START INPUT RECORDS

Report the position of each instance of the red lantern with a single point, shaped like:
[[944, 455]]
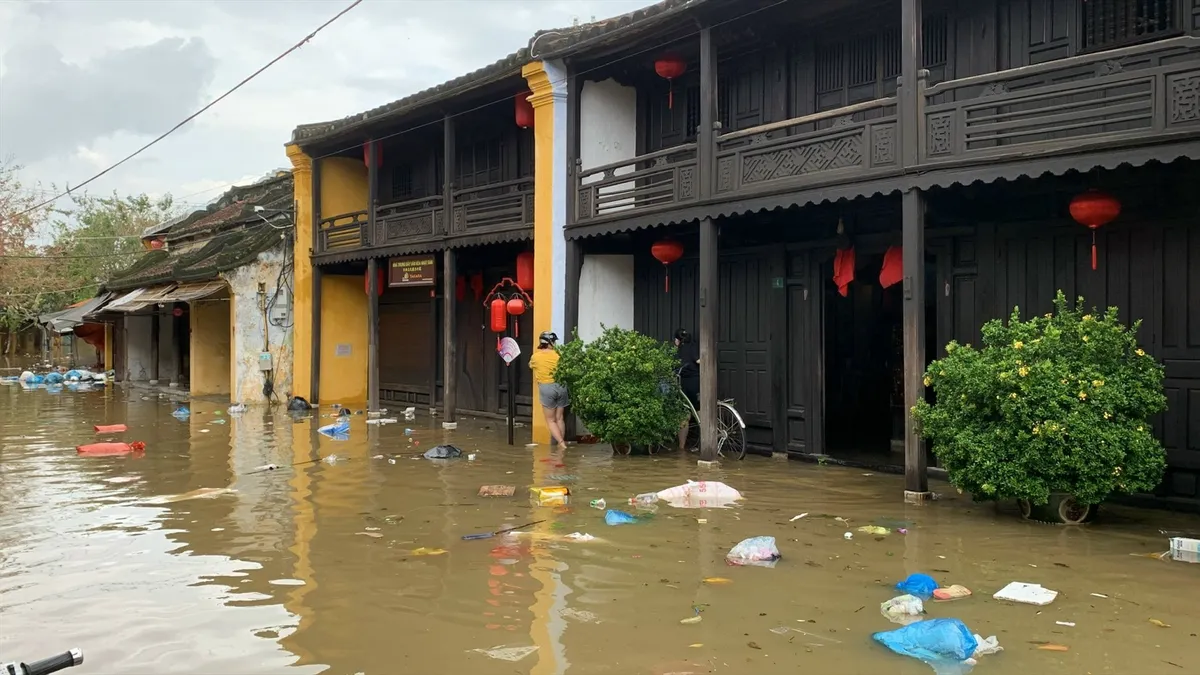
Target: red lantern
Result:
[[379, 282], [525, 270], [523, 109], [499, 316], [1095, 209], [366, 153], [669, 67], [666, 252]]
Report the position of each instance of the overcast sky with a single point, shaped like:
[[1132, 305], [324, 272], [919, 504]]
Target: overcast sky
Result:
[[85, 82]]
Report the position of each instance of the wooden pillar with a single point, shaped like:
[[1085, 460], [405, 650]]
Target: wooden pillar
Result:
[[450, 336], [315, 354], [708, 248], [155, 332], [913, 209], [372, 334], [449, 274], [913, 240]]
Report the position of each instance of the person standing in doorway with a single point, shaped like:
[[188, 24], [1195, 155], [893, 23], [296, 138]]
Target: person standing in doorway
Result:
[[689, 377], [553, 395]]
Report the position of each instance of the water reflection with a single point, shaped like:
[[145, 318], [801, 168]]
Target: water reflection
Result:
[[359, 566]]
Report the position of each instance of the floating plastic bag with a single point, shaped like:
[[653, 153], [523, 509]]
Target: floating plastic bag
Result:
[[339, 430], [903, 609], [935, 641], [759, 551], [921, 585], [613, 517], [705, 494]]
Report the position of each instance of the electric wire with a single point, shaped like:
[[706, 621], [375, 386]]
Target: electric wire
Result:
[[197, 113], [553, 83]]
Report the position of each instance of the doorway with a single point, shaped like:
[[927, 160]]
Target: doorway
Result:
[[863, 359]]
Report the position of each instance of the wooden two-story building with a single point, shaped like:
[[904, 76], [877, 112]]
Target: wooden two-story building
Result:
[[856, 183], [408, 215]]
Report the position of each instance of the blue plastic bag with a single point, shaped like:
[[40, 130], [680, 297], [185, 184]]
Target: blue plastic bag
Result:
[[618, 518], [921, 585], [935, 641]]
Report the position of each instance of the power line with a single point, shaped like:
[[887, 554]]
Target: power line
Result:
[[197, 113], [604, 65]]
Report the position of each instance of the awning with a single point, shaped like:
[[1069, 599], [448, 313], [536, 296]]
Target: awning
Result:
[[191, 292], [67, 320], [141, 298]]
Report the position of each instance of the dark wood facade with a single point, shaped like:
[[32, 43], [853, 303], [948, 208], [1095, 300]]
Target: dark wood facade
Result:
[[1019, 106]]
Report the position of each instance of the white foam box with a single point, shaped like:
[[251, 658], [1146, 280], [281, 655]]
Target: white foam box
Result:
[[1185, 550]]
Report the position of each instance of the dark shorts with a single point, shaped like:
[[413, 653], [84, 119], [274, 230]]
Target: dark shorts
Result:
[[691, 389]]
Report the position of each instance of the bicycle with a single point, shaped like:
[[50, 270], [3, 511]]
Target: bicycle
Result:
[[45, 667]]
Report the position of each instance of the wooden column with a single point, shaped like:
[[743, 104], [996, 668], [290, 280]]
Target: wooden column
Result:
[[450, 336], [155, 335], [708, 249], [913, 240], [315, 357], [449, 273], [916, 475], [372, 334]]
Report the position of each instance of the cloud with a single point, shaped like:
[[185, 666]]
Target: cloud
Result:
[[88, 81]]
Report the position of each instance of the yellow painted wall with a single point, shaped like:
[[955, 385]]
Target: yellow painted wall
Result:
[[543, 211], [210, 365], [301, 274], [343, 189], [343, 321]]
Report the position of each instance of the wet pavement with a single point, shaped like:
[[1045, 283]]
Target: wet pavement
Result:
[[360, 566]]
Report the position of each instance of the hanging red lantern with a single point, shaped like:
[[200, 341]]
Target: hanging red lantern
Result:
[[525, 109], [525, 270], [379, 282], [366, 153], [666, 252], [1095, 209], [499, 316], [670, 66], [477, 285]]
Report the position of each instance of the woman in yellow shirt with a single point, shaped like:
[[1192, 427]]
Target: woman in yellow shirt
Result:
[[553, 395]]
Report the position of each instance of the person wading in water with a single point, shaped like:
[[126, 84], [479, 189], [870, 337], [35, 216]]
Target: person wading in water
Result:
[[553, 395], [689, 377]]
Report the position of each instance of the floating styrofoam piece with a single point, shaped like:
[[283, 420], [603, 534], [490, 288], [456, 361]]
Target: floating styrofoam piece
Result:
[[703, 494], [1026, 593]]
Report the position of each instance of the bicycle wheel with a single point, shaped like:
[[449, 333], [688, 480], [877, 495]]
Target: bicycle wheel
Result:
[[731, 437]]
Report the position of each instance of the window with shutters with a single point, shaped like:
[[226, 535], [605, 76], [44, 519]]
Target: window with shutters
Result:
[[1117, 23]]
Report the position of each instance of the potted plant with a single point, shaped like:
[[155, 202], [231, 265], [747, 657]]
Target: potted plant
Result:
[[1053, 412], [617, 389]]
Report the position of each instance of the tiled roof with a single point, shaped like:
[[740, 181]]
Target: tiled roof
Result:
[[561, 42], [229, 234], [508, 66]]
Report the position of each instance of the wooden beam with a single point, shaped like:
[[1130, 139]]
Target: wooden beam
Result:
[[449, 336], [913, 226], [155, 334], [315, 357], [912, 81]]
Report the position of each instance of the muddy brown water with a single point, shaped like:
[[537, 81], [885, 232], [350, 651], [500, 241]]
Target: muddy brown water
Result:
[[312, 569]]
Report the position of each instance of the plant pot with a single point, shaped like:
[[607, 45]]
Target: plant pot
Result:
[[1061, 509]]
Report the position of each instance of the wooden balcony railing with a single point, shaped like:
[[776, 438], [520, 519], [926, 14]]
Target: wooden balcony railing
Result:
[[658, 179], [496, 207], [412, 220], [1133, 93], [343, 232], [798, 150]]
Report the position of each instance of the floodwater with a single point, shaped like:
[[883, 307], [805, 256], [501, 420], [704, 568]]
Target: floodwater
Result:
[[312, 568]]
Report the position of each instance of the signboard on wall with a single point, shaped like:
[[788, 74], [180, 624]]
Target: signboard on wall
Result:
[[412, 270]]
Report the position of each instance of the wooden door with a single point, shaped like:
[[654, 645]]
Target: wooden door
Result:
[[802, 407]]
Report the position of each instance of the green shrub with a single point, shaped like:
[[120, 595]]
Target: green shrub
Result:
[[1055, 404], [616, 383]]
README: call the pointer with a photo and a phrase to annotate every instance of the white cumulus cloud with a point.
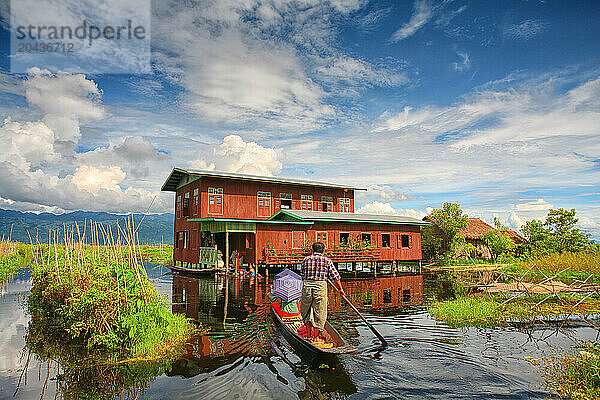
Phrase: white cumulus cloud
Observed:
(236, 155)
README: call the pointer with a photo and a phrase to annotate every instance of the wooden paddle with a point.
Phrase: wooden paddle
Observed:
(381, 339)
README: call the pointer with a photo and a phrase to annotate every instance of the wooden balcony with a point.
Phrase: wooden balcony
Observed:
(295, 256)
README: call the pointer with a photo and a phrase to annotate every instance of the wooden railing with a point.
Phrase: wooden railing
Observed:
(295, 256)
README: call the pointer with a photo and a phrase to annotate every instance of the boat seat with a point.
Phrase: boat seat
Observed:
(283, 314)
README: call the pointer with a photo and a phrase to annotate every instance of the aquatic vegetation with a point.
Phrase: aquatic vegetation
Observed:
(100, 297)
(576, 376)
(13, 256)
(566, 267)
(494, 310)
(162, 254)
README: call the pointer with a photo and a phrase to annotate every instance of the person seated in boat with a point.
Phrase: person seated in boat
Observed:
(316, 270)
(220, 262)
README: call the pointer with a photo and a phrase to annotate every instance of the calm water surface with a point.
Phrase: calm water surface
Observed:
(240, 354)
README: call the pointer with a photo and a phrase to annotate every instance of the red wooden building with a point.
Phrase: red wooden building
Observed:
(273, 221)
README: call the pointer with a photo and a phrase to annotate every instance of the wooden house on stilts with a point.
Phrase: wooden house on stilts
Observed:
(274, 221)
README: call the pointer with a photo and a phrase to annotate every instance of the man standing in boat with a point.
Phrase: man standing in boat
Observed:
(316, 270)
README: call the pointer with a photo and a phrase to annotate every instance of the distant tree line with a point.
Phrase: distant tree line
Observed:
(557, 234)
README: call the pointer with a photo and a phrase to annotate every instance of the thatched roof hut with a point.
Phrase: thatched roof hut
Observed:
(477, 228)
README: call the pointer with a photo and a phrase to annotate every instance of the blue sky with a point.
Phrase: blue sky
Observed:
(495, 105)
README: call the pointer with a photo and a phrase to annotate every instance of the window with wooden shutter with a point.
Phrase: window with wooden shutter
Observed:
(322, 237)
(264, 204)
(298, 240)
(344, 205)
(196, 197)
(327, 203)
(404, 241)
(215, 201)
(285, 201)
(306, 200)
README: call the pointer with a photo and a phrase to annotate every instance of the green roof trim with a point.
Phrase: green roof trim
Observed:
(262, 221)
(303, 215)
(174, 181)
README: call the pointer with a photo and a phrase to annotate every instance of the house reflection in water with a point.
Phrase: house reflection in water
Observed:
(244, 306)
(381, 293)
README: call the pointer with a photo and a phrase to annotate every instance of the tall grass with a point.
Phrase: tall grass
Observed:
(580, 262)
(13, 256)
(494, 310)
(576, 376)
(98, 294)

END INPUT RECORDS
START INPUT RECORDS

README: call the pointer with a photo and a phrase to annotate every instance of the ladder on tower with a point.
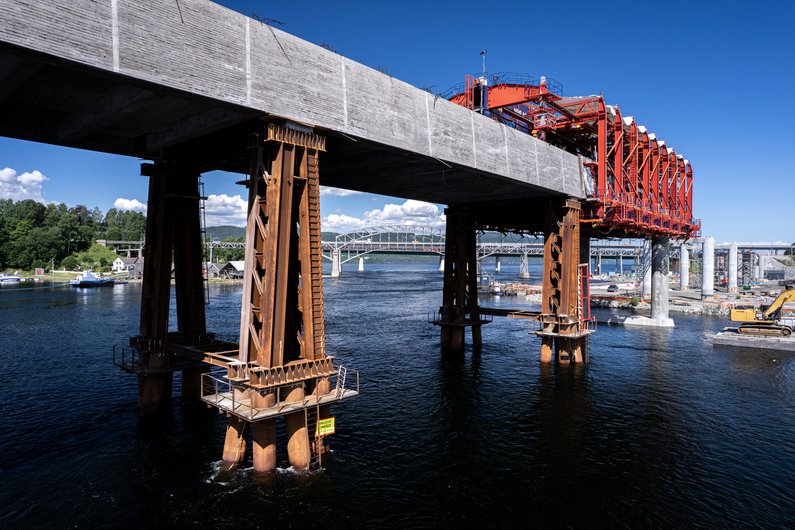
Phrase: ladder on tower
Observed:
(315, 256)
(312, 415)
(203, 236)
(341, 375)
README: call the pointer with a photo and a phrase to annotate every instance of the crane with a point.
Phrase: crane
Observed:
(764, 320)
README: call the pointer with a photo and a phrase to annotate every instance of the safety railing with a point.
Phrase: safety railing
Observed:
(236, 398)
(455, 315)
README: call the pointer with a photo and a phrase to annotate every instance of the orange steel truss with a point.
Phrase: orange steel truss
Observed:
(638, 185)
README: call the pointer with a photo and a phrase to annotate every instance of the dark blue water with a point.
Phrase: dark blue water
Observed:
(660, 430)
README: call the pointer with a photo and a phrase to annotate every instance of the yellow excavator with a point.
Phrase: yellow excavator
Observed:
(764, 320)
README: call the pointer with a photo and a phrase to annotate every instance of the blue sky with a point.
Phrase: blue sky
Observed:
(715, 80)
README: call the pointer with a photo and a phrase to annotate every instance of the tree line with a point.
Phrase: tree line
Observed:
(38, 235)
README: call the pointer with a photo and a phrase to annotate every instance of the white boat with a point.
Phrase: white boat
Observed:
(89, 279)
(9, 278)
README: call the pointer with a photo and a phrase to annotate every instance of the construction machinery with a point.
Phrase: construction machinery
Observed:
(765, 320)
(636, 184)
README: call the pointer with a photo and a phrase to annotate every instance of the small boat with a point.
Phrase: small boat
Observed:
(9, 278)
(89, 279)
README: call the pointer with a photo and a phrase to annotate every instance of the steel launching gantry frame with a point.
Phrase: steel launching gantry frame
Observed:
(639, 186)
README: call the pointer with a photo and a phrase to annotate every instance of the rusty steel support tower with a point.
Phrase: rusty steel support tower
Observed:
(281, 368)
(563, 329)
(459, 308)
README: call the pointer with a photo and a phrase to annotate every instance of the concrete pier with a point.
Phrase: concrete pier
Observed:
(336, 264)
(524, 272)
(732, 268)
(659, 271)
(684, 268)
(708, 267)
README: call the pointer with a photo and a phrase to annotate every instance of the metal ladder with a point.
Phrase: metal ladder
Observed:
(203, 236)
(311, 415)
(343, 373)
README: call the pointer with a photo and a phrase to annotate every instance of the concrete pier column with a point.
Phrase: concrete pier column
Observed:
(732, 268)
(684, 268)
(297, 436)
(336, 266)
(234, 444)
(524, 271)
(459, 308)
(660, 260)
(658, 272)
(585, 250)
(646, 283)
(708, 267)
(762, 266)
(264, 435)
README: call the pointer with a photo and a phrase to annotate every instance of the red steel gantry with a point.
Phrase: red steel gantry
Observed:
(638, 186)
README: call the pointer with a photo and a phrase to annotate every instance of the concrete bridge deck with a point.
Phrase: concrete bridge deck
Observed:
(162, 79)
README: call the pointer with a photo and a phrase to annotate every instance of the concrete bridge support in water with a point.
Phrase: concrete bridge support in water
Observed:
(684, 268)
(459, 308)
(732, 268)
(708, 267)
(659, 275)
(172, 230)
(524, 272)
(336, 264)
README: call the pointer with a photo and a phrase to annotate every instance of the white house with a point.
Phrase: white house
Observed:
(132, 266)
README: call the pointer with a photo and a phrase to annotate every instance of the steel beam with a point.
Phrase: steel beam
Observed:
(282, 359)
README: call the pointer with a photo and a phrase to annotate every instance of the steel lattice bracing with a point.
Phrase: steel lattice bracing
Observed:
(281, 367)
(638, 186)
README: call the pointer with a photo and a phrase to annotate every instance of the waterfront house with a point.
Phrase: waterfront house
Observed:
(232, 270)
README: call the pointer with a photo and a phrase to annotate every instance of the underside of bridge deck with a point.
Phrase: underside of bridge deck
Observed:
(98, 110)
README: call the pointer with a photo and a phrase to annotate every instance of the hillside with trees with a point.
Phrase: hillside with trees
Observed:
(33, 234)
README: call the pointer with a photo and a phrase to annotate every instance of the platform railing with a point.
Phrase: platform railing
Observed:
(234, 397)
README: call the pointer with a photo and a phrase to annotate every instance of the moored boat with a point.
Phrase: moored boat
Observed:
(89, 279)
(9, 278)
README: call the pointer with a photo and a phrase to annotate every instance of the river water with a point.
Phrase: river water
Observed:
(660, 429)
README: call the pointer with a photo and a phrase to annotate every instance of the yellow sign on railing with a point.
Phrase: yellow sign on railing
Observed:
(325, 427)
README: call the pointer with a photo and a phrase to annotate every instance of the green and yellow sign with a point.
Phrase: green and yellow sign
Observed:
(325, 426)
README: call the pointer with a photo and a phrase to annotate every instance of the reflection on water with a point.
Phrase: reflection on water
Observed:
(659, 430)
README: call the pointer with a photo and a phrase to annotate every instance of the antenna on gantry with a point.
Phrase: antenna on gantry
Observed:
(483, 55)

END INPUT RECORDS

- PROBLEM DETAILS
For each line above that contains "concrete", make a copy.

- RESPONSE
README: call the pointer with a photo and a phrase to annotate every instance of the concrete pier with a point.
Phrase: concrete pier
README: call the pointer with a photo and a phrase to annotate every instance of the concrete pier column with a point.
Phrase: concrete pier column
README: call the pointer with a photo and a phrase to annotate every instance of the concrete bridge deck with a point.
Phrase: concrete bridge deck
README: call the pointer with a photo and a phrase to annotate every instance of the concrete bridge support in water with a point.
Phrase: concrete bridge support in water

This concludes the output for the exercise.